====== Study text

Published: October 15, 2008

In recent weeks, Republicans in Congress have been blaming a lot of things, besides themselves, for the subprime mortgage debacle. And many of these same Republicans have long wanted to abolish the Community Reinvestment Act, a landmark law that helped to rebuild some of the nation’s most desolate communities by requiring banks to lend, invest and open branches in low-income areas that had historically been written off.
These two goals have converged in a new attempt to blame the law for the financial crisis.
The act, passed in 1977, is one of the most successful community revitalization programs in the country’s history. According to a recent report by the National Community Reinvestment Coalition, an advocacy group in Washington, the act has encouraged lenders to invest more than $4.5 trillion in minority and low-income areas.
This money helped to remake devastated neighborhoods like the South Bronx, helping to finance new housing and businesses. It has helped provide essential services in such neighborhoods, including medical centers and housing for the elderly and disabled — projects that the private sector too often refused to back.
But you can hardly pick up a newspaper or turn on the television these days without hearing critics argue that the act created the current mess we’re in by forcing banks to lend to people in poor areas who were bad credit risks. Representative Steve King of Iowa has introduced legislation that would repeal the act.
The charges do not hold up. First, how could a 30-plus-year-old law be responsible for a crisis that has occurred only in recent years? Then there’s the fact that the regulatory guidance issued under the reinvestment act and other banking laws actually impose restraints on the riskiest kinds of subprime lending.
In addition, subprime lending was not driven by banks, which are covered by the act. Rather, most subprime lending was driven by independent mortgage lending companies, which the act does not cover, and, to a lesser extent, by bank affiliates and subsidiaries that are not fully covered by the act. By some estimates, nonbank lenders and bank affiliates and subsidiaries may have originated 75 percent or more of the riskiest subprime loans.
A study released this week by the Center for Community Capital at the University of North Carolina in Chapel Hill shows that people of similar financial profiles were three to five times more likely to default when they received high-priced subprime mortgages than when they got bank loans made under the Community Reinvestment Act.

============
====== Supplied entries

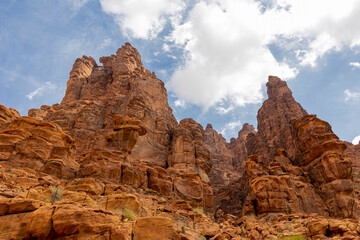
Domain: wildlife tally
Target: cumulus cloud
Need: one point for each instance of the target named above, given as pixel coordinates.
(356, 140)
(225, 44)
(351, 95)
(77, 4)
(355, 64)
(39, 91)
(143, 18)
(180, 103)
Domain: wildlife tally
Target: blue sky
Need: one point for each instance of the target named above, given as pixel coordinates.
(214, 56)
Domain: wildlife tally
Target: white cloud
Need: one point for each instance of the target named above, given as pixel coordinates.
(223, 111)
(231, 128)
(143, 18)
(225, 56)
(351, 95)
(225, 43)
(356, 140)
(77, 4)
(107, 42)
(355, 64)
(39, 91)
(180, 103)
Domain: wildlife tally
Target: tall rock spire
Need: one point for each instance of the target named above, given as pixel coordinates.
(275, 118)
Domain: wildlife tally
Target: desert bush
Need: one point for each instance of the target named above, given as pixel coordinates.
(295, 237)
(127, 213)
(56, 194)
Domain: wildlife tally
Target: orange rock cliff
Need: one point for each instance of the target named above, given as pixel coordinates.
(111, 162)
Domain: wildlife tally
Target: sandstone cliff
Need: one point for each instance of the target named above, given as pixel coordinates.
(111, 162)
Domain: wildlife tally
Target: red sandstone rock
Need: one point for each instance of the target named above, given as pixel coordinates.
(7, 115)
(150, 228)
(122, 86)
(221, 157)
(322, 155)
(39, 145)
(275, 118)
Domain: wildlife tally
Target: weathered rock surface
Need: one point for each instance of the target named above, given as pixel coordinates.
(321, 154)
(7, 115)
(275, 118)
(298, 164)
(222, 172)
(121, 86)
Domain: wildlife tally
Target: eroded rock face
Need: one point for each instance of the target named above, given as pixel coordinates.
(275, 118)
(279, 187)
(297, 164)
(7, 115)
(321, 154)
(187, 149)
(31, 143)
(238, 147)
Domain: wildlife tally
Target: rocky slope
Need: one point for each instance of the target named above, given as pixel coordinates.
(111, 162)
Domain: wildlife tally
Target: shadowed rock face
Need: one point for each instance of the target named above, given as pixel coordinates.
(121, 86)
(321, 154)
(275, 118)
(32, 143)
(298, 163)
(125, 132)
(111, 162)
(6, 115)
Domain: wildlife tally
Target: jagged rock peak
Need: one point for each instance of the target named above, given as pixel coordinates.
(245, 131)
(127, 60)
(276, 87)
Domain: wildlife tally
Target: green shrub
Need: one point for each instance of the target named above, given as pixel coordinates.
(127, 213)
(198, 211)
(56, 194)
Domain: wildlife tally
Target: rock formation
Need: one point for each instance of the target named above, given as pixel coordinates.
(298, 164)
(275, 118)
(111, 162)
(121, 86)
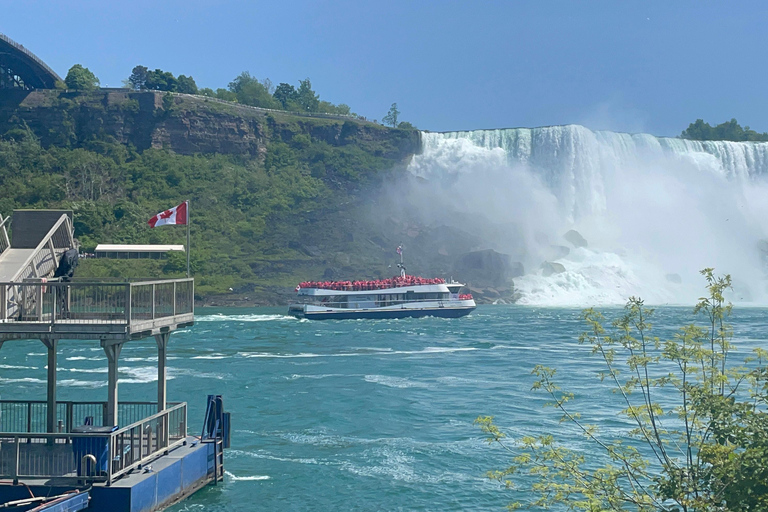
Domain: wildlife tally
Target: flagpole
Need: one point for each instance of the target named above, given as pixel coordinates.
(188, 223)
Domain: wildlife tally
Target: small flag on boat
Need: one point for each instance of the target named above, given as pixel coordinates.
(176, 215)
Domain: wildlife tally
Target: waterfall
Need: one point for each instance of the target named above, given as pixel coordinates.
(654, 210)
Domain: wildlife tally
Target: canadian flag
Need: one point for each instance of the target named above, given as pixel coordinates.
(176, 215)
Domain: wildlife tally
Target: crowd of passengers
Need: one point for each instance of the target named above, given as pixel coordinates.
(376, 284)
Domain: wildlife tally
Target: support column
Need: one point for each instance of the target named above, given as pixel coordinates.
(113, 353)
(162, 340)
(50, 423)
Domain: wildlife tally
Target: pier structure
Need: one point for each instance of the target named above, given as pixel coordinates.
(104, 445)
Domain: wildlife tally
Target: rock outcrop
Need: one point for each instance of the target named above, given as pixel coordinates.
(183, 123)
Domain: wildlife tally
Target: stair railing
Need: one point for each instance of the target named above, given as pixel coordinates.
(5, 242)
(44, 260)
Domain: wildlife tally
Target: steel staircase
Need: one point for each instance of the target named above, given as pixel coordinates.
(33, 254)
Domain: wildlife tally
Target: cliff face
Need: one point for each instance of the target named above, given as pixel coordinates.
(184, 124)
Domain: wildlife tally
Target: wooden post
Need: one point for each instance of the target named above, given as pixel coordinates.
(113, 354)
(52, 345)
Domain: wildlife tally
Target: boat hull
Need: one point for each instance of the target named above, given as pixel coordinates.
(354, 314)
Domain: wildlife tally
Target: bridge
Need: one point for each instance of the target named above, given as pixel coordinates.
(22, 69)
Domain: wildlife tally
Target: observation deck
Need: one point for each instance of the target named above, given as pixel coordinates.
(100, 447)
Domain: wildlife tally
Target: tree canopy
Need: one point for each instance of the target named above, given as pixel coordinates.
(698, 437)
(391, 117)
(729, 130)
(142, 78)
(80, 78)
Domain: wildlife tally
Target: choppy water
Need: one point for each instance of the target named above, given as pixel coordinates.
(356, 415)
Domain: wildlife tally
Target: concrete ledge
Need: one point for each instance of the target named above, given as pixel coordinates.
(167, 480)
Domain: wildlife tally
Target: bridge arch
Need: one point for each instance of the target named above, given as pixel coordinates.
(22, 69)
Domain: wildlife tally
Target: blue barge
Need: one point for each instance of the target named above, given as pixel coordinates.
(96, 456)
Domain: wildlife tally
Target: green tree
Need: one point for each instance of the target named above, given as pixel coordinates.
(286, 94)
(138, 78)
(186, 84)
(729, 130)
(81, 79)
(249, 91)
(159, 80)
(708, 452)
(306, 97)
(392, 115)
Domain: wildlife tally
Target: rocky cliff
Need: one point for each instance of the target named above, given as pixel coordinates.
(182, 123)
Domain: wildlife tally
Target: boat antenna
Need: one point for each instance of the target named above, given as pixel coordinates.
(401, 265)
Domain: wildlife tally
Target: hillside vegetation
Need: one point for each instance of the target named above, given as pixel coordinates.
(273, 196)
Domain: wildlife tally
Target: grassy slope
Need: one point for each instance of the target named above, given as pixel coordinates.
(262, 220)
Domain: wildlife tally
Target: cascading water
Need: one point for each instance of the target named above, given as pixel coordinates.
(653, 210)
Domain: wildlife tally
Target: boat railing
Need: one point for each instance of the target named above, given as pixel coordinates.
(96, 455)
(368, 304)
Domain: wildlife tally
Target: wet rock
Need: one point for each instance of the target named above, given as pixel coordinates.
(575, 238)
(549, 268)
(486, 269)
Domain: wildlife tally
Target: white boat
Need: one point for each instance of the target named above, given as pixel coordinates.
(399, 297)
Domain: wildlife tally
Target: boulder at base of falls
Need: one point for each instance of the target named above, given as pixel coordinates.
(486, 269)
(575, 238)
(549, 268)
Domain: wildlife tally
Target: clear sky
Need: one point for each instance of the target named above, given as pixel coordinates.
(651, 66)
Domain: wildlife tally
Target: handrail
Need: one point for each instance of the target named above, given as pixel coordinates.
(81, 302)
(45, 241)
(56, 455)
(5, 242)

============
====== Supplied entries

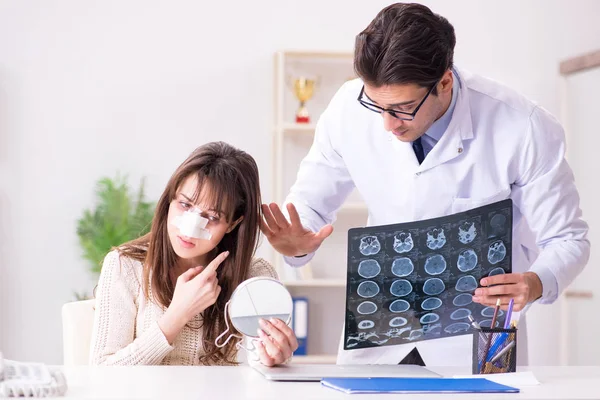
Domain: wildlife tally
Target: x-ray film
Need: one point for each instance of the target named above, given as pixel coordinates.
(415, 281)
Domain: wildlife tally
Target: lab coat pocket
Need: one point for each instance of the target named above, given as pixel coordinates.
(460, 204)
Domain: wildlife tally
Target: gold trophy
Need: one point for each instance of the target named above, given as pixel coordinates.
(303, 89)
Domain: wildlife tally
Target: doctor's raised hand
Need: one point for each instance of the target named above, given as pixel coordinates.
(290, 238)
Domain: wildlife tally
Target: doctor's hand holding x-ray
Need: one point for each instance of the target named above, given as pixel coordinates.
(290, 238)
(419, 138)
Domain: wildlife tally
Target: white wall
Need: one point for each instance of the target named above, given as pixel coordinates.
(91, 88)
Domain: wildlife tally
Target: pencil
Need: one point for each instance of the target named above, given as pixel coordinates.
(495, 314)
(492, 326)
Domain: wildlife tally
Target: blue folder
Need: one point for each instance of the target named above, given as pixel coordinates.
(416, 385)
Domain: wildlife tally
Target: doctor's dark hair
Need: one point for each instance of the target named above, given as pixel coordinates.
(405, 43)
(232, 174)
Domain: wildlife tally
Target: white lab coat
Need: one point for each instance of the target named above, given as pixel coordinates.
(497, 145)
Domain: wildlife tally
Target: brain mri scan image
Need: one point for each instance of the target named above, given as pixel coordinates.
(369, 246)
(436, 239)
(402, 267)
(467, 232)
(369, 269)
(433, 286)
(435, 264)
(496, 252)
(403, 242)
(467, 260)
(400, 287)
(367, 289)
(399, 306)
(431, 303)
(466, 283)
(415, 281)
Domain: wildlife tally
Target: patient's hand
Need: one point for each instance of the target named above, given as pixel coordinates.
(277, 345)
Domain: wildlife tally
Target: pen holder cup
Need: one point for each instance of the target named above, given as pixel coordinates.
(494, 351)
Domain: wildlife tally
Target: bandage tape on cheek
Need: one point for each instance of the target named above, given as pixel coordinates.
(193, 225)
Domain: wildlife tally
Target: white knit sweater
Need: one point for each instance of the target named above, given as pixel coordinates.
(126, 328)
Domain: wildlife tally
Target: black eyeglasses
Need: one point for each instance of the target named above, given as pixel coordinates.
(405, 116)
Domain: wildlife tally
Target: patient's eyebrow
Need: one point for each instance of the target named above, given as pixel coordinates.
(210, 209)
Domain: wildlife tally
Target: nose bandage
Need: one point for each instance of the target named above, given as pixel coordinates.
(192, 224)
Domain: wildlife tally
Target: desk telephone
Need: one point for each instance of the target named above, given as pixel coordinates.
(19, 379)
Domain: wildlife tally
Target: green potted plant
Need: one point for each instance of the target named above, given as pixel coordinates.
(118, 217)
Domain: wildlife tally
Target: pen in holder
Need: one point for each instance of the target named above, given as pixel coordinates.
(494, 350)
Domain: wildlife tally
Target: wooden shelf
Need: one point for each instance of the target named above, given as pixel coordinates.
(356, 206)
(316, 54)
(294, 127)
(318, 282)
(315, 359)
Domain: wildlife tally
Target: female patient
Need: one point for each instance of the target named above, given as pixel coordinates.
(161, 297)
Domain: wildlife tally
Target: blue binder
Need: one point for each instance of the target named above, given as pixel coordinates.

============

Can you return everything in the Community Reinvestment Act text above, from "But you can" down to "repeal the act.", copied word for word?

But you can hardly pick up a newspaper or turn on the television these days without hearing critics argue that the act created the current mess we’re in by forcing banks to lend to people in poor areas who were bad credit risks. Representative Steve King of Iowa has introduced legislation that would repeal the act.